### [What is expected]
Rewrite the material below with "image" substituted for each occurrence of "photo", keeping everything else the same. Leave the pictures out of your answer.

### [The input]
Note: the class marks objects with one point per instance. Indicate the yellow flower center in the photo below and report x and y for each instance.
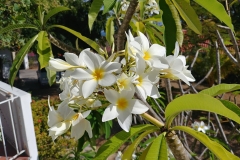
(98, 74)
(75, 117)
(122, 103)
(146, 56)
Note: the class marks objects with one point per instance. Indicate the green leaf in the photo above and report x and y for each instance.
(17, 26)
(108, 5)
(114, 143)
(92, 15)
(217, 9)
(158, 149)
(144, 153)
(44, 49)
(90, 42)
(53, 12)
(197, 102)
(233, 107)
(19, 59)
(170, 32)
(110, 30)
(189, 15)
(130, 149)
(51, 75)
(215, 147)
(220, 89)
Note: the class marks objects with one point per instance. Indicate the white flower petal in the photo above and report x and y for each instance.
(88, 87)
(91, 60)
(107, 80)
(110, 113)
(138, 107)
(111, 95)
(157, 50)
(81, 74)
(72, 59)
(125, 125)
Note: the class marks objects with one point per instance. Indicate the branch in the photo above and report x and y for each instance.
(62, 45)
(124, 26)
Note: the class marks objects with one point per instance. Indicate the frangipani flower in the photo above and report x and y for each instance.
(177, 67)
(60, 121)
(98, 72)
(122, 107)
(145, 81)
(124, 82)
(201, 127)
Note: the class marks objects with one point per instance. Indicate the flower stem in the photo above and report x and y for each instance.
(152, 120)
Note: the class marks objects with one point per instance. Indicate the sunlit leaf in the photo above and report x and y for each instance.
(110, 30)
(19, 59)
(220, 89)
(213, 146)
(17, 26)
(189, 15)
(199, 101)
(114, 143)
(51, 75)
(92, 15)
(53, 12)
(90, 42)
(108, 5)
(158, 149)
(131, 148)
(217, 9)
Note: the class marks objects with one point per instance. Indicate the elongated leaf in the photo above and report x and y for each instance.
(53, 12)
(113, 144)
(217, 9)
(158, 149)
(92, 15)
(17, 26)
(144, 153)
(213, 146)
(108, 5)
(170, 32)
(110, 30)
(233, 107)
(51, 75)
(130, 149)
(197, 102)
(44, 49)
(220, 89)
(189, 15)
(19, 59)
(90, 42)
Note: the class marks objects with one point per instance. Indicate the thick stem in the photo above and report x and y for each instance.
(62, 45)
(124, 26)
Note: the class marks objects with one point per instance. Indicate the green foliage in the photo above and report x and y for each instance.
(19, 59)
(220, 89)
(213, 146)
(158, 149)
(189, 15)
(47, 149)
(113, 144)
(197, 102)
(217, 9)
(131, 148)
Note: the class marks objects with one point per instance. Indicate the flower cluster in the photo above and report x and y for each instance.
(91, 77)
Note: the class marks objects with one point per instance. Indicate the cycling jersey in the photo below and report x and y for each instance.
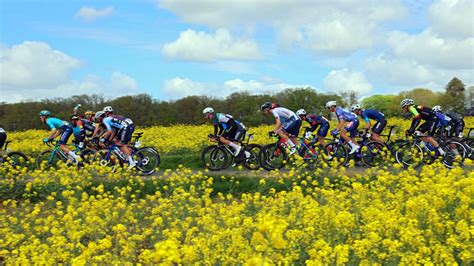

### [Output of the exercise]
Note: the class marks objects with one point per instance. Indicate the yellow flower center in the image below and report x and y for each instance.
(98, 74)
(75, 117)
(122, 103)
(146, 56)
Note: the class marks objects with one point per instance. Indicate the green leaf in the image above and report x and y for each instance.
(17, 26)
(108, 5)
(114, 143)
(92, 15)
(217, 9)
(158, 149)
(144, 153)
(44, 49)
(90, 42)
(53, 12)
(197, 102)
(233, 107)
(19, 59)
(170, 32)
(110, 30)
(189, 15)
(130, 149)
(51, 75)
(215, 147)
(220, 89)
Note: the class marks objects with one point per instance. Indicate the white flower petal in the image above and report x and y for each instance.
(88, 87)
(91, 60)
(107, 80)
(110, 113)
(138, 107)
(111, 95)
(157, 50)
(81, 74)
(72, 59)
(125, 125)
Note: the class marks objects with one point per instance. Indicate the branch in the image above and report x and y for each instance.
(62, 45)
(124, 26)
Note: the class marks objects with one point per instance. Indicate the frangipani flower in the image above and report x and y for each instance.
(177, 67)
(60, 121)
(98, 72)
(122, 107)
(145, 81)
(124, 82)
(201, 127)
Note: the class marks objects with one point per instance. Indicate the flower stem in the image above and report x and y for each instance.
(152, 120)
Note: the class marks objects with one point per instance. Indicate the sunlit leaf in the image above and report x and y for each instance.
(110, 30)
(19, 59)
(220, 89)
(213, 146)
(17, 26)
(189, 15)
(199, 101)
(114, 143)
(51, 75)
(92, 15)
(53, 12)
(90, 42)
(108, 5)
(158, 149)
(131, 148)
(217, 9)
Note: the class marks objects with one point per instance. Indicate the elongated leaf in the image above and report x and y for each instance.
(53, 12)
(113, 144)
(217, 9)
(158, 149)
(92, 15)
(17, 26)
(144, 153)
(213, 146)
(108, 5)
(170, 32)
(110, 30)
(233, 107)
(51, 75)
(130, 149)
(197, 102)
(44, 49)
(220, 89)
(189, 15)
(19, 59)
(90, 42)
Note: the class marks objects with one point per instance. Indicate the thick stem in the image above and report x and y for each instance.
(62, 45)
(124, 26)
Note: the class marks objects with one point per instance. Indicate the green foliage in the image above and report x and y for each instance.
(19, 59)
(220, 89)
(213, 146)
(158, 149)
(189, 15)
(47, 149)
(113, 144)
(197, 102)
(217, 9)
(131, 148)
Note: the class marks objects with one point per instance. Indicate the flower cluster in the image above and report x and y for each instance.
(91, 77)
Note: the class marks objects with one point per instance. Indicate the cycling jersey in the image below and report x and y for each instance.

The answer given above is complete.